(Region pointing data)
• • •

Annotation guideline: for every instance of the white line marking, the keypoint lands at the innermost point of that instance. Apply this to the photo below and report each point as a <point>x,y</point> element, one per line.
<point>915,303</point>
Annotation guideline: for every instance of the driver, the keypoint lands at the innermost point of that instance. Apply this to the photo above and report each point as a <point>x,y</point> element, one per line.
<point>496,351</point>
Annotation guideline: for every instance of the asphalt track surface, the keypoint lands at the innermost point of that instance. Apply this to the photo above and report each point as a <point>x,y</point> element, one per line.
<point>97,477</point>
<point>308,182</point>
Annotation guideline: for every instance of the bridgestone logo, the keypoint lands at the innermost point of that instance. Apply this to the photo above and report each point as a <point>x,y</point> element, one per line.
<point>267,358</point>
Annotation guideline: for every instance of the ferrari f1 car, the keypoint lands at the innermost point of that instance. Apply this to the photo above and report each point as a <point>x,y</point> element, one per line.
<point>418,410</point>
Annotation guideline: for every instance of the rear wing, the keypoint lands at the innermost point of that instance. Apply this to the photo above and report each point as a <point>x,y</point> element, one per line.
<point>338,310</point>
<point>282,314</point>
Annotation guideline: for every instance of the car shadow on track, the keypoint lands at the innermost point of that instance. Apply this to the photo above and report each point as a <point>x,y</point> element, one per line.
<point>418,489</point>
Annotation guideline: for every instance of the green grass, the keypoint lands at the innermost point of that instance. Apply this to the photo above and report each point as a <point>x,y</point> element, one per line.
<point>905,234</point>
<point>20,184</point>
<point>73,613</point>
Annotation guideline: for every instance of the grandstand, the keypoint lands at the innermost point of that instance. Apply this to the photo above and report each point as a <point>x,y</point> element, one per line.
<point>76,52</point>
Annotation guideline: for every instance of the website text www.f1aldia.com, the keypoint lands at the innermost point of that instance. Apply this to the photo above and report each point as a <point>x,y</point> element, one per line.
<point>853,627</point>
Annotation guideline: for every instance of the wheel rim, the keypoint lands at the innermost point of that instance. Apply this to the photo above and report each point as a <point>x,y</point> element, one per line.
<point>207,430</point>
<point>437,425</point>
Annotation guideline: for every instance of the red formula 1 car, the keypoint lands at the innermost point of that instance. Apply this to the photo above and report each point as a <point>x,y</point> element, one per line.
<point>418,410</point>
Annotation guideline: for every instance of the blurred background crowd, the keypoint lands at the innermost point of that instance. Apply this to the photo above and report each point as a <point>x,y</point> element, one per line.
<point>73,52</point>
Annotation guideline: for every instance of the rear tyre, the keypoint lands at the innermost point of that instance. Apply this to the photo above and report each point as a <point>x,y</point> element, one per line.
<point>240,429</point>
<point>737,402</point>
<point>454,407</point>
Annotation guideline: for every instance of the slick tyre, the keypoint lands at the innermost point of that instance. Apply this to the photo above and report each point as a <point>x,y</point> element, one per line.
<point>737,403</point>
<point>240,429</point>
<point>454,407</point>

• • •

> [YOUR GOAL] All of the data above should be set down word for word.

> [EXERCISE OUTPUT]
Annotation guideline: for every instance of the white line marking, the keypoint lands at the innermost point of that instance. Apply this to the photo below and report each point as a <point>x,y</point> element, one per line.
<point>915,303</point>
Annotation guideline: for every instance of the driver, the keypoint lands at the innermost point of that instance. Apply this to the photo above and report each point as a <point>x,y</point> element, one per line.
<point>496,351</point>
Annotation guideline: for every instance of the asphalt track surface, the keypoint lands at the innermost point of that instance. Apply this to the photo above and report each point as a <point>x,y</point> element, one per line.
<point>97,477</point>
<point>308,182</point>
Annotation guideline: for every instance of the bridgestone logo, the keypoint lands at the innermost point of that instance. Apply this to the photo above and report each point as a <point>x,y</point> element, one per line.
<point>267,358</point>
Annotation guideline: for every instance of the ferrari f1 car, the keypoint lands at the innermost point of that instance. Apply this to the photo above and report each point as a <point>x,y</point> element, one per line.
<point>418,410</point>
Annotation guideline: for every instance of the rear wing, the keypoint lands at the innermost point of that instance. Apply this to the photo above and report each point as a <point>x,y</point> element, one per line.
<point>338,310</point>
<point>282,314</point>
Annotation guideline: for every instance of the car shadow on track, the keypoint lands at the innermost point of that instance. Apply this to the photo above and report each point as a <point>x,y</point> element, one per line.
<point>418,489</point>
Annotation guideline: for every instance of the green grass, the keypoint lands at the innermost point of that instance. Apply this to the photo above and report each point as a <point>x,y</point> element, one per line.
<point>905,234</point>
<point>20,184</point>
<point>73,613</point>
Annotation guideline: for every instance of the grandstand, the keypoint lands at the innermost point of that instance. Apply this to the photo above and report each point as a <point>x,y</point> element, one per line.
<point>76,52</point>
Annotation guideline: for every instance of the website text www.f1aldia.com, the keypoint lands at the innermost point of that instance. Apply this to the photo above and report each point as a <point>x,y</point> element, one per line.
<point>853,627</point>
Annotation guideline: for every instance of the wheel rim, the keypoint lands at the innermost point of that instance. Apply this to the photo above and report each point as a <point>x,y</point> element, one per line.
<point>207,430</point>
<point>437,425</point>
Annotation guideline: for every instance of the red formula 1 car, the keypoint lands at the innermost point of that instance. Apply this to the photo above and report each point as a <point>x,y</point> element, one per line.
<point>418,410</point>
Annotation guideline: for every instance of the blurred background crowd, the keypoint lands at the innermost point of that instance. Apply this to the photo above and report each point as a <point>x,y</point> element, one per line.
<point>73,52</point>
Annotation guideline: for every instance of the rear tyre, the keypoint lands at the innermost point of that instance. Apply this to the photo above and report each point as a <point>x,y</point> element, one per line.
<point>240,429</point>
<point>737,402</point>
<point>454,407</point>
Annotation guideline: for every instance of the slick tyre, the keypoint lands at the innermost point of that instance. Apply this to the photo above and report each point as a <point>x,y</point> element, one per line.
<point>737,403</point>
<point>240,429</point>
<point>454,407</point>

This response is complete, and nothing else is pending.